■ **WRITTEN INSTRUCTION**
Tally the lines in the material below that contain the word "tree", and reply with that number alone.

[START TASK INPUT]

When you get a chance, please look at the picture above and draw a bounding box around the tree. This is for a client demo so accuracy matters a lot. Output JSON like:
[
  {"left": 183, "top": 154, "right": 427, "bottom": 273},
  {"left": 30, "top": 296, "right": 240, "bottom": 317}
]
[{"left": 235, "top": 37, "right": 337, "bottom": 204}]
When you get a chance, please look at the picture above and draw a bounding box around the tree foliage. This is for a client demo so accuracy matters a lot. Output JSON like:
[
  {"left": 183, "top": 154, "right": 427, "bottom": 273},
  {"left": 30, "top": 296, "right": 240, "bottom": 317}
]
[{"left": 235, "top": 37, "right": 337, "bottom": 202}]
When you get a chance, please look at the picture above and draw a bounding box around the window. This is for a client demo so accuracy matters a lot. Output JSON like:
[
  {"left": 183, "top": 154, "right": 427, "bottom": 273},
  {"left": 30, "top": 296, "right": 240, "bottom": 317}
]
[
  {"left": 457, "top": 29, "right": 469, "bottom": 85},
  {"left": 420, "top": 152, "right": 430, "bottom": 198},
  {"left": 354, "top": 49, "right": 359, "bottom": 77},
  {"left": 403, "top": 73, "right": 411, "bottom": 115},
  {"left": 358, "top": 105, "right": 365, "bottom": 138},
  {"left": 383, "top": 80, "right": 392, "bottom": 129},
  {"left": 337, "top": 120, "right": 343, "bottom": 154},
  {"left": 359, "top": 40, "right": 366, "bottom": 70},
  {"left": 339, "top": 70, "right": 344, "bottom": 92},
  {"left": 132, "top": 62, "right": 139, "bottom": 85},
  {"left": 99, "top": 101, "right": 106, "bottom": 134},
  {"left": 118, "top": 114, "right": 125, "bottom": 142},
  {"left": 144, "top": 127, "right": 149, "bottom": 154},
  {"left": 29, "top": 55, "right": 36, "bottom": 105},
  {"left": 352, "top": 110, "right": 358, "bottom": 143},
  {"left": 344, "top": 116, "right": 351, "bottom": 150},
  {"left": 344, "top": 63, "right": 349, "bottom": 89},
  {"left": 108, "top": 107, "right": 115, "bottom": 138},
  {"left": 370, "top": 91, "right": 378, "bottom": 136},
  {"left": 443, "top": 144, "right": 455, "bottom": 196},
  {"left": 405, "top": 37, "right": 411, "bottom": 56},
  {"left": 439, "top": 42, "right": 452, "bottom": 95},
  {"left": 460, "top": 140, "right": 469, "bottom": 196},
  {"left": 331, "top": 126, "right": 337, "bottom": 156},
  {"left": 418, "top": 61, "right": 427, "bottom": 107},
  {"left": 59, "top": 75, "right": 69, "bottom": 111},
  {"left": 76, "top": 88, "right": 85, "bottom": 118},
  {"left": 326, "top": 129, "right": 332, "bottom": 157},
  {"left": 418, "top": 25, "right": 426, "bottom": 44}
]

[END TASK INPUT]

■ **WRITTEN REPLY**
2